Ist diese Zusammenarbeit ein Vorgeschmack auf ein mögliches Mehr-Länder Abschiebungsgefängnis auf dem Areal der Coleman Barracks? Dort gab es schliesslich ein altes Militärgefängnis, die Kapazitäten wären vorhanden. Die Begeisterung der Bevölkerung über eine mögliche Abschiebungshafteinrichtung auf Coleman dürfte wohl nicht allzu ausgeprägt sein.
Das hessische Innenministerium bringt eine andere Variante ins Spiel, um die Länder zu entlasten.
Vom Bund betriebene Ausreisezentren könnten eine sinnvolle Maßnahme sein, um die Ausreisepflicht effektiv umzusetzen. Die Entscheidung über die Einrichtung von Abschiebezentren liegt aber in der Zuständigkeit des Bundes,
so das Ministerium.
Dauer der Abschiebehaft
Nach dem Aufenthaltsgesetz kann Haft zur Sicherung der Abschiebung bis zu sechs Monaten angeordnet werden und in Fällen, in denen der Ausländer seine Abschiebung verhindert, um höchstens zwölf Monate verlängert werden. Tatsächlich belief sich die durchschnittliche Haftzeit in der Abschiebungshafteinrichtung Pforzheim im Jahr 2016 auf 20 Tage,
teilt uns das Innenministerium Baden-Württemberg mit.
Aktuell halten sich in Baden-Württemberg 24.121 Geduldete auf, in Hessen sind es 5.610 Personen, in Rheinland-Pfalz 10.172 Menschen. Das bedeutet nicht, dass sie nicht ausreisen müssen, sondern nur, dass die Abschiebung ausgesetzt ist. Häufigste Gründe dafür sind meist fehlende Reisedokumente sowie ärztlich attestierte gesundheitliche Probleme. Eine Abschiebungshaft ist dann nicht möglich.
Magreb-Länder als sicherer Herkunftstaat?
Es ist zwar nicht Voraussetzung, dass der aufzunehmende Staat ein sogenannter sicherer Herkunftsstaat ist, um in Abschiebehaft zu kommen. In der Praxis wird jedoch zumeist in diese Länder abgeschoben. Zudem werden mit einzelnen Staaten spezielle Vereinbarungen getroffen, zum Beispiel mit Afghanistan.

========

Wie lange war laut dem Auszug zur Abschiebehaft die durchschnittliche Haftzeit in der Abschiebungshafteinrichtung Pforzheim im Jahr 2016? Bitte nennen Sie die Dauer.

========

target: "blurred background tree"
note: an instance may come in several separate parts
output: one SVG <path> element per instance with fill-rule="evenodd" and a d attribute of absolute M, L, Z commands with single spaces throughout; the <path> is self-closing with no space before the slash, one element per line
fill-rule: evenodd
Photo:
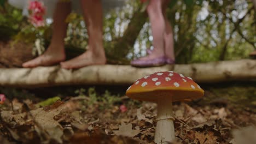
<path fill-rule="evenodd" d="M 0 0 L 0 40 L 34 43 L 37 40 L 47 47 L 52 20 L 46 20 L 48 24 L 43 27 L 35 28 L 22 16 L 21 10 L 7 1 Z M 143 9 L 139 1 L 127 1 L 123 8 L 104 14 L 104 46 L 108 63 L 128 64 L 131 59 L 146 55 L 147 49 L 153 49 L 150 24 Z M 255 49 L 253 1 L 173 0 L 167 13 L 174 33 L 177 63 L 246 58 Z M 74 13 L 67 22 L 67 54 L 78 55 L 88 45 L 86 26 L 83 17 Z"/>

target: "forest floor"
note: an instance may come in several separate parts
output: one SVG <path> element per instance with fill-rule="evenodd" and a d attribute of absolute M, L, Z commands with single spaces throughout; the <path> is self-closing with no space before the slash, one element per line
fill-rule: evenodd
<path fill-rule="evenodd" d="M 232 93 L 206 91 L 203 98 L 173 103 L 173 143 L 256 143 L 255 107 L 241 102 L 256 105 L 250 88 L 244 92 L 253 98 L 247 100 L 233 87 Z M 100 95 L 93 88 L 56 102 L 59 97 L 44 101 L 26 90 L 8 89 L 0 88 L 7 98 L 0 105 L 0 143 L 154 143 L 154 103 L 108 91 Z M 237 103 L 226 99 L 234 93 Z M 209 100 L 217 94 L 223 95 Z"/>

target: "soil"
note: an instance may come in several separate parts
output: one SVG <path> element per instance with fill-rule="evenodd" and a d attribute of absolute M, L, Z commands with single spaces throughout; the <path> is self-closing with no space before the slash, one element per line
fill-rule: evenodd
<path fill-rule="evenodd" d="M 22 64 L 32 59 L 33 45 L 13 41 L 0 41 L 0 68 L 20 68 Z"/>

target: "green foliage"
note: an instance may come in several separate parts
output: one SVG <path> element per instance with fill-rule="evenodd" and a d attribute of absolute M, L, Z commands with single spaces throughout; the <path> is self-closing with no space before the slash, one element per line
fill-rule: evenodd
<path fill-rule="evenodd" d="M 101 109 L 104 109 L 121 101 L 119 95 L 113 95 L 108 91 L 106 91 L 102 95 L 99 95 L 96 92 L 95 88 L 93 87 L 88 88 L 87 93 L 86 91 L 83 88 L 75 91 L 75 93 L 78 94 L 78 97 L 84 98 L 85 100 L 82 103 L 85 105 L 97 104 Z"/>
<path fill-rule="evenodd" d="M 54 103 L 55 103 L 57 100 L 61 100 L 61 98 L 59 97 L 55 97 L 53 98 L 49 98 L 45 100 L 42 101 L 38 104 L 37 104 L 36 106 L 37 107 L 44 107 L 45 106 L 48 105 L 50 105 L 53 104 Z"/>
<path fill-rule="evenodd" d="M 6 3 L 4 6 L 0 8 L 3 11 L 0 13 L 1 39 L 16 35 L 13 37 L 16 41 L 34 43 L 39 40 L 44 46 L 49 43 L 50 25 L 36 28 L 22 16 L 20 10 Z M 174 33 L 176 62 L 191 63 L 248 58 L 248 53 L 256 46 L 256 32 L 253 27 L 255 11 L 251 10 L 242 20 L 241 16 L 252 6 L 249 0 L 170 1 L 167 17 Z M 150 24 L 147 22 L 137 38 L 136 49 L 129 46 L 131 43 L 132 45 L 130 38 L 136 34 L 135 28 L 141 28 L 140 25 L 143 24 L 141 23 L 144 23 L 145 17 L 138 17 L 132 21 L 136 26 L 128 29 L 132 32 L 125 35 L 125 28 L 133 20 L 133 14 L 141 7 L 139 1 L 129 1 L 121 10 L 113 10 L 104 15 L 104 46 L 108 62 L 129 63 L 131 59 L 145 56 L 146 49 L 152 45 Z M 65 39 L 67 46 L 86 49 L 88 35 L 83 17 L 72 13 L 66 22 L 68 22 Z"/>

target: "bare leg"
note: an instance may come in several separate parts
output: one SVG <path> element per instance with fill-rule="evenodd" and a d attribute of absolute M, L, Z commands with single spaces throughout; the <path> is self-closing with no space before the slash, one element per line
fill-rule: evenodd
<path fill-rule="evenodd" d="M 50 46 L 42 55 L 24 63 L 24 67 L 48 66 L 65 59 L 64 38 L 66 37 L 67 27 L 65 20 L 71 11 L 70 3 L 57 3 L 54 14 L 53 34 Z"/>
<path fill-rule="evenodd" d="M 106 62 L 103 47 L 103 11 L 101 0 L 81 0 L 84 17 L 89 35 L 89 49 L 82 55 L 61 63 L 65 69 L 79 68 Z"/>
<path fill-rule="evenodd" d="M 160 0 L 150 0 L 147 8 L 153 36 L 154 49 L 148 56 L 132 61 L 131 64 L 133 65 L 140 66 L 141 62 L 148 63 L 152 59 L 160 57 L 162 58 L 165 56 L 164 34 L 165 29 L 165 23 L 162 13 L 162 2 Z M 159 65 L 165 63 L 164 59 L 162 58 L 157 61 L 161 63 L 161 64 L 159 63 Z M 156 64 L 153 65 L 156 65 Z M 150 64 L 147 66 L 150 66 L 149 65 Z"/>
<path fill-rule="evenodd" d="M 162 13 L 164 15 L 165 23 L 165 31 L 164 35 L 165 51 L 166 57 L 174 61 L 175 60 L 175 56 L 174 52 L 173 33 L 172 31 L 172 28 L 170 22 L 168 21 L 166 16 L 166 9 L 167 8 L 168 3 L 169 1 L 169 0 L 163 0 L 162 5 Z"/>

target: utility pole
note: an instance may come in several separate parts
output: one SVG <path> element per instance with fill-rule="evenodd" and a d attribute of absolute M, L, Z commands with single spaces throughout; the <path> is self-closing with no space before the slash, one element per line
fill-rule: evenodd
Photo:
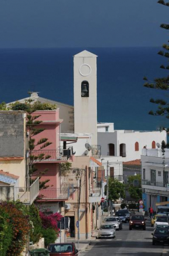
<path fill-rule="evenodd" d="M 107 163 L 107 207 L 108 207 L 108 161 Z"/>

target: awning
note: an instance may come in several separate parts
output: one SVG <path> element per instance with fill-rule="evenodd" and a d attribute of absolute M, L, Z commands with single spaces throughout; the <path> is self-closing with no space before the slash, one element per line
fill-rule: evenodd
<path fill-rule="evenodd" d="M 156 203 L 156 206 L 165 206 L 166 204 L 169 204 L 169 201 L 161 202 L 160 203 Z"/>
<path fill-rule="evenodd" d="M 74 141 L 76 142 L 78 141 L 78 137 L 74 137 L 73 136 L 61 136 L 61 140 L 62 141 Z"/>

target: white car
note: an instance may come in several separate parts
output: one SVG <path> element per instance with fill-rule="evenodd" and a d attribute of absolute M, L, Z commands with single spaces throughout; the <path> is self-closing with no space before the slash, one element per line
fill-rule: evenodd
<path fill-rule="evenodd" d="M 100 226 L 98 231 L 97 238 L 114 238 L 115 237 L 115 230 L 112 225 L 110 224 L 103 224 Z"/>
<path fill-rule="evenodd" d="M 169 226 L 168 218 L 163 216 L 157 217 L 156 221 L 154 225 L 154 228 L 156 228 L 157 226 Z"/>
<path fill-rule="evenodd" d="M 114 228 L 117 230 L 119 230 L 119 223 L 115 217 L 107 217 L 104 220 L 104 224 L 112 225 Z"/>

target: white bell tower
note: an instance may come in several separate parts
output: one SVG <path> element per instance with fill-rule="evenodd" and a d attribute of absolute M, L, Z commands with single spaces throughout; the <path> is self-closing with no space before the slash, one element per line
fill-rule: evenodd
<path fill-rule="evenodd" d="M 75 133 L 97 136 L 97 56 L 84 50 L 74 56 L 74 118 Z"/>

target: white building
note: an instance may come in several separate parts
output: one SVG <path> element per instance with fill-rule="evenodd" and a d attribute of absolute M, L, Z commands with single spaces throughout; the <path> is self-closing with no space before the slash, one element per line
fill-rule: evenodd
<path fill-rule="evenodd" d="M 162 141 L 166 142 L 167 139 L 166 131 L 115 130 L 113 123 L 98 124 L 97 131 L 101 156 L 121 157 L 119 161 L 122 162 L 140 159 L 144 146 L 157 148 L 157 143 L 161 144 Z"/>
<path fill-rule="evenodd" d="M 156 203 L 169 200 L 167 191 L 169 171 L 169 149 L 143 149 L 141 156 L 143 199 L 145 210 L 151 206 L 156 210 Z"/>

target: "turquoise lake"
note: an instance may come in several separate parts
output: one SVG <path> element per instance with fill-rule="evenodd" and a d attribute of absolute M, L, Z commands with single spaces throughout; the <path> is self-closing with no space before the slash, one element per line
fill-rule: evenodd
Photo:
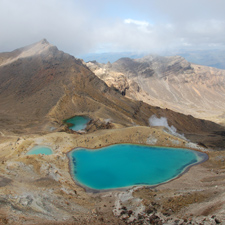
<path fill-rule="evenodd" d="M 86 116 L 75 116 L 65 120 L 66 123 L 73 124 L 72 126 L 69 126 L 69 128 L 74 131 L 84 130 L 89 121 L 90 118 Z"/>
<path fill-rule="evenodd" d="M 96 190 L 161 184 L 208 159 L 207 154 L 188 149 L 132 144 L 76 148 L 68 157 L 74 180 Z"/>
<path fill-rule="evenodd" d="M 30 151 L 28 151 L 26 155 L 38 155 L 38 154 L 51 155 L 52 153 L 53 151 L 49 147 L 35 146 Z"/>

========

# ERGEBNIS DER ÜBUNG:
20 Tage.